(Short exercise 1):
Could you edit everything in the listing from the line containing "target | white cotton glove" down to the end of the listing, swapping "drop a pin on" for "place a marker on" and leaving all else unchanged? Leave the pictures out of your answer.

(Extract provided):
Krumpit was only a House Sparrow, but he was one of the most unique of the many creatures who have shared my life. Brought to me as a nestling by my prodigal daughter, he was all I could not resist. A helpless and unwanted creature for whom I had all the bittersweet hopes a parent has: that he would grow strong and leave my nest. Wildlife rescues never returned her calls, I was unsure of the legal status of an invasive House Sparrow, and none of the nestling feeding information I am finding today was available on the Internet during the summer of 2009. Named, ironically, for a current hiphop dance, I spent his first two years wondering if my ineptitude caused his legs not to grow strong. I know now that krumpit must have been broken from the fall from his lofty nest, and that he would not have lasted the day, had not my daughter brought him home.
Krumpit, the day he came home
From her descriptions of the site and the horrific fates of his nest-mates, I believe a crow tore apart his nest, high in the poplars towering above the college campus. Setting baby Krumpit in a substitute nest, in hopes that his parents would resume their care, would not have been a reasonable option. The companion who promised to “take him tomorrow” if my daughter would only take him home tonight, well, we know she was never heard from again. And so this helpless creature made his way home to me. How many times did I ask her “Ready to take your sparrow now?” Knowing I could never let him pass beyond this door.
The angry sparrow child
Becky and Krumpit
The annual fly infestation that we endured that summer supplied baby Krumpit with the best food he could possibly have had. In addition to egg yolk, soaked finch seed, greens, and canned crickets, he was well fed and grew strong. But he never walked. He learned to fly, but his legs never cooperated, so his landings were frightening crashes. Perches were useless. The fleece blankets lining his cage were soft and yielding, his appetite relentless and unfathomable. As he grew, the responsibility for his handicap became more apparent. He would never become independent and releasable.
Young Krumpit would never walk on his feet.
Krumpit and I explored several cages throughout his life. I tried several open hammocks, but he never seemed to like them. We eventually settled upon a horizontally oriented cage with an enclosed hammock. He never learned to fly into it but would insist at the end of the day that I lift him up to the big hammock for the night. Until I tried the enclosed hammock, though, he spent his days at the bottom of his cage, his nights in a little wooden hut. His toenails would get caught in the fleece from time to time, but generally he stayed out of trouble. One time his bent legs became stuck outside the cage bars, leaving him in a very awkward position. I looked over at the cage, wondering what piece of junk had become lodged up there in such a bizarre way. You, Krumpit, YOU are the bizarre piece of junk!

(Short exercise 2):
Can you output everything from "Young Krumpit would" down to "piece of junk!" in the sparrow passage, word for word?

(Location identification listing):
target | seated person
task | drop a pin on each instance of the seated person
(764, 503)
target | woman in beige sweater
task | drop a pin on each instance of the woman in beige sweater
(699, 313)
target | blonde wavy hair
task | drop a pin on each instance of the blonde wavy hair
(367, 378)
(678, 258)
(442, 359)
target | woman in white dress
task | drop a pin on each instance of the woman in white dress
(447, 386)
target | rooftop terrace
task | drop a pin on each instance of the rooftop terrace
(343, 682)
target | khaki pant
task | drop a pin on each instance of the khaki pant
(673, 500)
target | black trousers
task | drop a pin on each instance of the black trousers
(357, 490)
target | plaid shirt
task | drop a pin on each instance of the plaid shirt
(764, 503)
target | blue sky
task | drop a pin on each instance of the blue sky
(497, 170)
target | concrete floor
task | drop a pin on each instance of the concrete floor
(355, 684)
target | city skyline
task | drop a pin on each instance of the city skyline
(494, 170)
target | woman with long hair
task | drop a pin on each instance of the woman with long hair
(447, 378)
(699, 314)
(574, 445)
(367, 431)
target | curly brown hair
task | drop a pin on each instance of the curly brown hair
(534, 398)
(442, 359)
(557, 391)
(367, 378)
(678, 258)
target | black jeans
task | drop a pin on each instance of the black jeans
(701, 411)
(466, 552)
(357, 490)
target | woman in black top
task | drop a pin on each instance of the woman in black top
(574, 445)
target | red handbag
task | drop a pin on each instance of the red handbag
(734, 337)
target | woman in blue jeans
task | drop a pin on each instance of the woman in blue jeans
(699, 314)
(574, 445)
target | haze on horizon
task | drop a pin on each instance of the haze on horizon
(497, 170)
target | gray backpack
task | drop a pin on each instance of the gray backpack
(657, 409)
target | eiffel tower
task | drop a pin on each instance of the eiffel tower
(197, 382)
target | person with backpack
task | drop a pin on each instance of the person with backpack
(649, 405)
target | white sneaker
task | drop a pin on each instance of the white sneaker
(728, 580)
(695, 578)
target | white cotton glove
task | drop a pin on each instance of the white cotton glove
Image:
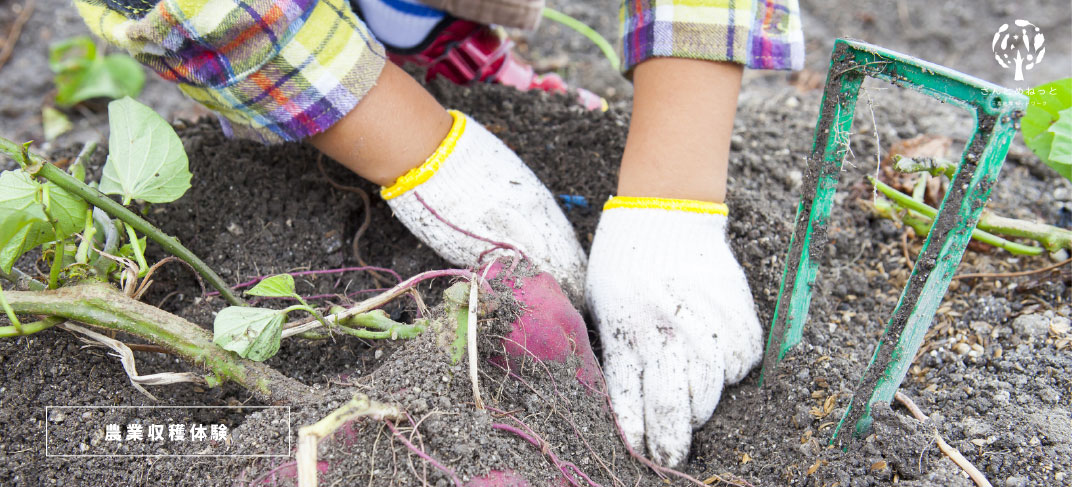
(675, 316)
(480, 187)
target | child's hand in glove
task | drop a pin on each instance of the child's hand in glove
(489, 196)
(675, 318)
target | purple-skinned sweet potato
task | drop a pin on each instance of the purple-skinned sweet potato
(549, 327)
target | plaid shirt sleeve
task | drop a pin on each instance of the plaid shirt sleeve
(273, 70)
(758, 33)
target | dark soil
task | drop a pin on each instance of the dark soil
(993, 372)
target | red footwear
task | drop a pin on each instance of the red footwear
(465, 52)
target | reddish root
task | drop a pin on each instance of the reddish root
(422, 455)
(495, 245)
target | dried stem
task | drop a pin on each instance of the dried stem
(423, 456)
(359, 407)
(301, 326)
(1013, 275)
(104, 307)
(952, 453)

(Task answer 1):
target | white cotton glove
task | place a marker on each instance of the white cotton glove
Image:
(675, 316)
(480, 187)
target | child's hand in glove
task | place a marker on each instance of the child's hand in glove
(489, 196)
(675, 318)
target | purple-skinned sweet potato
task | place a marker on each instance of the purple-skinned sweet potato
(549, 327)
target | plaid shirt sleeve
task | place a marker on each instance of the plaid shirt sleeve
(273, 70)
(758, 33)
target | dark soil
task | place a marker on each instance of the dark soil
(993, 372)
target | red footwear
task | place a marker on each instance of the red footwear
(465, 52)
target | reddish root
task | place a marker on each instance of the reddish root
(422, 455)
(495, 245)
target | dried stem
task | place a marker on each instance of the dried stem
(423, 456)
(359, 407)
(301, 326)
(1013, 275)
(104, 307)
(952, 453)

(Task answer 2):
Young Krumpit would never walk on his feet.
Krumpit and I explored several cages throughout his life. I tried several open hammocks, but he never seemed to like them. We eventually settled upon a horizontally oriented cage with an enclosed hammock. He never learned to fly into it but would insist at the end of the day that I lift him up to the big hammock for the night. Until I tried the enclosed hammock, though, he spent his days at the bottom of his cage, his nights in a little wooden hut. His toenails would get caught in the fleece from time to time, but generally he stayed out of trouble. One time his bent legs became stuck outside the cage bars, leaving him in a very awkward position. I looked over at the cage, wondering what piece of junk had become lodged up there in such a bizarre way. You, Krumpit, YOU are the bizarre piece of junk!